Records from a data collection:
::::::::
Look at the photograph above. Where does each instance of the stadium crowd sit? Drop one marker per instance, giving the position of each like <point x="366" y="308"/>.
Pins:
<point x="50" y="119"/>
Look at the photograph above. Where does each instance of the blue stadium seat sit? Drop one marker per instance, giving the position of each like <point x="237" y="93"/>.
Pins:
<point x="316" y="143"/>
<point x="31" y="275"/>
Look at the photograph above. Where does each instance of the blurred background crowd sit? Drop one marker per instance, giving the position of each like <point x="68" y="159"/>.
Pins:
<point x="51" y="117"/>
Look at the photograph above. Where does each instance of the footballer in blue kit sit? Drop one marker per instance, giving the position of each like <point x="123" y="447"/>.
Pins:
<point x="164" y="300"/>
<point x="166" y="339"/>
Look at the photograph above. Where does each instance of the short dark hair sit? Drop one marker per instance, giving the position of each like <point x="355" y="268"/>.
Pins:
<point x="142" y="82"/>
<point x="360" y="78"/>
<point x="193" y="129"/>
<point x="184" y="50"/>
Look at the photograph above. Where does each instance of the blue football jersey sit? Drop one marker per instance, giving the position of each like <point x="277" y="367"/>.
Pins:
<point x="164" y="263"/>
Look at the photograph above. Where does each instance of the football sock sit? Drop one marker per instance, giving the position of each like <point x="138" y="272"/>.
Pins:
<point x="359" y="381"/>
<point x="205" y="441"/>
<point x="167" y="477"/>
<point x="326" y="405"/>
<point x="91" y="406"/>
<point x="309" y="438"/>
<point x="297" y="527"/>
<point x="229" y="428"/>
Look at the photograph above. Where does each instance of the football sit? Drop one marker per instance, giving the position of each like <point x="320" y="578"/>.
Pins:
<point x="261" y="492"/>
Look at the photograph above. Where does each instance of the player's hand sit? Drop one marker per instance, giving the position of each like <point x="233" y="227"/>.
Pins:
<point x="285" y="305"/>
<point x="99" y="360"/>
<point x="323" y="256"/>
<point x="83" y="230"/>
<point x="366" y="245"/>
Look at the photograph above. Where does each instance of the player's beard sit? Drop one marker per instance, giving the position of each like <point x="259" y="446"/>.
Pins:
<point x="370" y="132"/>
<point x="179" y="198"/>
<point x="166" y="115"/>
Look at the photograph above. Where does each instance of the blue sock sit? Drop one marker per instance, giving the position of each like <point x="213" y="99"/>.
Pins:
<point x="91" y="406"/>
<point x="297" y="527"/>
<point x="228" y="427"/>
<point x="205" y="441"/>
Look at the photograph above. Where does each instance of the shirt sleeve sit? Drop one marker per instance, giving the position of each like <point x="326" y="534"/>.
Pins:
::::::::
→ PROBLEM TO SOLVE
Put every line of the records above into a Markdown table with two columns, Row and Line. Number each line in order and skip any blank lines.

→ SOLUTION FOR THIS PROBLEM
| Row | Line |
|---|---|
| 1 | Look at the photograph above. Where does each instance of the stadium crowd sit? Drop one marker per instance, giving the position of each like <point x="366" y="308"/>. |
| 2 | Pins: |
| 3 | <point x="50" y="119"/> |
| 4 | Look at the photograph above. Where does each instance of the blue stadium seat sit? Drop one marker per instance, giving the position of each like <point x="237" y="93"/>. |
| 5 | Pins: |
| 6 | <point x="316" y="143"/> |
| 7 | <point x="31" y="275"/> |
| 8 | Look at the photograph above. Where does each instance of the blurred background crowd sit? Drop one marker per instance, giving the position of each like <point x="68" y="159"/>. |
| 9 | Pins: |
| 10 | <point x="51" y="117"/> |
| 11 | Look at the photograph above. Where does each instance of the footballer in blue kit sit? Drop one marker per instance, giving the position of each like <point x="123" y="447"/>. |
| 12 | Pins: |
| 13 | <point x="164" y="300"/> |
| 14 | <point x="166" y="339"/> |
| 15 | Look at the photograph above. Where does each instance of the short dark hair sit? Drop one marker per instance, giving the position of each like <point x="355" y="268"/>. |
| 16 | Pins: |
| 17 | <point x="142" y="82"/> |
| 18 | <point x="360" y="78"/> |
| 19 | <point x="193" y="129"/> |
| 20 | <point x="184" y="50"/> |
| 21 | Look at the photograph above. Where does each instance of the blue football jersey sit? Drop one marker per instance, giving the position of each like <point x="277" y="367"/>. |
| 22 | Pins: |
| 23 | <point x="164" y="263"/> |
| 24 | Look at the photograph above. Where does each instance of the football sock sit? Drop one marker per instance, giving the position of each like <point x="138" y="272"/>. |
| 25 | Pins: |
| 26 | <point x="359" y="381"/> |
| 27 | <point x="205" y="441"/> |
| 28 | <point x="167" y="477"/> |
| 29 | <point x="326" y="405"/> |
| 30 | <point x="91" y="406"/> |
| 31 | <point x="309" y="438"/> |
| 32 | <point x="297" y="527"/> |
| 33 | <point x="229" y="428"/> |
| 34 | Look at the photograph above. Where does each instance of the football sit? Drop one marker per instance, giving the position of each like <point x="320" y="578"/>. |
| 35 | Pins: |
| 36 | <point x="261" y="492"/> |
| 37 | Look at the photograph above. Where does each instance of the player's hand sit? Drop one marker per instance, giving the position of each like <point x="233" y="227"/>. |
| 38 | Pins: |
| 39 | <point x="285" y="305"/> |
| 40 | <point x="99" y="360"/> |
| 41 | <point x="323" y="256"/> |
| 42 | <point x="83" y="230"/> |
| 43 | <point x="366" y="245"/> |
| 44 | Look at the photograph above. Where does each instance of the player's beard sit? Drop one marker per instance, giving the position of each like <point x="259" y="446"/>. |
| 45 | Pins: |
| 46 | <point x="370" y="132"/> |
| 47 | <point x="179" y="198"/> |
| 48 | <point x="166" y="115"/> |
| 49 | Look at the photograph above. Where does each instance of the blue sock sit? Drop one marker per instance, giving the position of each like <point x="213" y="99"/>. |
| 50 | Pins: |
| 51 | <point x="91" y="406"/> |
| 52 | <point x="297" y="527"/> |
| 53 | <point x="228" y="427"/> |
| 54 | <point x="205" y="441"/> |
| 55 | Look at the photograph above. Where does each instance of the shirt sleeve sit? Drop one marker per instance, giving the position of each like <point x="326" y="534"/>. |
| 56 | Pins: |